**Supplied text**
··········

This post is long past due but I’ve been using this technology more and more lately for all sorts of fun scenarios and thought it’s time to post about it.
The basics of DR and BCP
If you are a virtualization administrator in any fashion then you know that one of the hottest irons in your CTO/CIO’s fire is DR (disaster recovery) and BCP (business continuity planning). I see, just about every other day, people ask on Twitter and Reddit for DR recommendations for their vSphere or Hyper-V virtualization stack. One of the worst directions the conversations take is into backups and testing them – this makes me cringe (sorry anyone). “Make sure you have backups” and “An untested backup is a failed backup” – right, OK, yes. However, none of these things are DR in its truest sense.
Let me pull back a bit – I suppose backups can in fact solve a DR requirement for some companies. If a company is able to sustain a catastrophic hardware or facility failure by pulling data down from cloud storage or from tapes then there’s no need to revisit the requirement. However, in today’s world, very few companies can operate like this. This introduces two very well known acronyms: RTO and RPO.

··········

**Jobs**
1/ Copy the DR and BCP post again, starting with "Let me pull" and going on through "RTO and RPO.", and substitute "hard drives" for "tapes".
2/ Answer these questions from the DR and BCP post.
(a) What does the acronym DR stand for?
(b) On which two sites does the post say people ask for DR recommendations?
(c) Which two acronyms does the post introduce in its final sentence?

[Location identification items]
··········

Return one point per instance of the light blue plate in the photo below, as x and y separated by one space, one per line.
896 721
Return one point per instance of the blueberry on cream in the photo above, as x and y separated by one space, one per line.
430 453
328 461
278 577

··········

**Exercise answers**
1/
Let me pull back a bit – I suppose backups can in fact solve a DR requirement for some companies. If a company is able to sustain a catastrophic hardware or facility failure by pulling data down from cloud storage or from hard drives then there’s no need to revisit the requirement. However, in today’s world, very few companies can operate like this. This introduces two very well known acronyms: RTO and RPO.

2/
(a) Disaster recovery.
(b) Twitter and Reddit.
(c) RTO and RPO.